-- start of Material shown --
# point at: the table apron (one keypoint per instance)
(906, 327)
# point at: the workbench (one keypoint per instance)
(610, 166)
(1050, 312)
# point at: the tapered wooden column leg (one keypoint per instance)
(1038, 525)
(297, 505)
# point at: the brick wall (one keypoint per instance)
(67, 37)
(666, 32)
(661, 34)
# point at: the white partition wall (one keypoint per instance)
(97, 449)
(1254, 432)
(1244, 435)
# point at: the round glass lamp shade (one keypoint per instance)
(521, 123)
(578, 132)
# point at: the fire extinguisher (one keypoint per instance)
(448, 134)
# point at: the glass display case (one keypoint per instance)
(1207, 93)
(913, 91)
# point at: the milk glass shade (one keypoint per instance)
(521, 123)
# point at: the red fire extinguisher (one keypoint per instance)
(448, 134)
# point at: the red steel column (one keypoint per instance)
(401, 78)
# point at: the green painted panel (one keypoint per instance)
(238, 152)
-- end of Material shown --
Written request »
Convert the material above into a two-column CSV with the columns "request" and "answer", giving one row per request. Place each request's text and its answer in a single quoted field, with any line breaks replaced by spaces.

Reply to the task »
request,answer
"# point at: the table apron (one keypoint per instance)","(906, 327)"
"# point at: the workbench (one keypoint per instance)","(610, 166) (1050, 312)"
"# point at: the tapered wooden column leg (one keypoint per instance)","(1038, 525) (297, 505)"
"# point at: the brick wall (one keypoint per instance)","(67, 37) (666, 32) (661, 34)"
"# point at: the white partition wall (one keypoint per instance)","(97, 449) (1254, 432) (1244, 435)"
"# point at: the round glass lamp shade (one keypoint per instance)","(521, 123) (578, 132)"
"# point at: the fire extinguisher (one keypoint per instance)","(448, 134)"
"# point at: the glass display case (one keypoint per instance)","(1207, 93) (913, 91)"
"# point at: the milk glass shade (one keypoint per instance)","(521, 123)"
"# point at: the red fire extinguisher (one keypoint per instance)","(448, 134)"
"# point at: the red steel column (one keypoint per instance)","(401, 78)"
"# point at: the green painted panel (one keypoint per instance)","(238, 152)"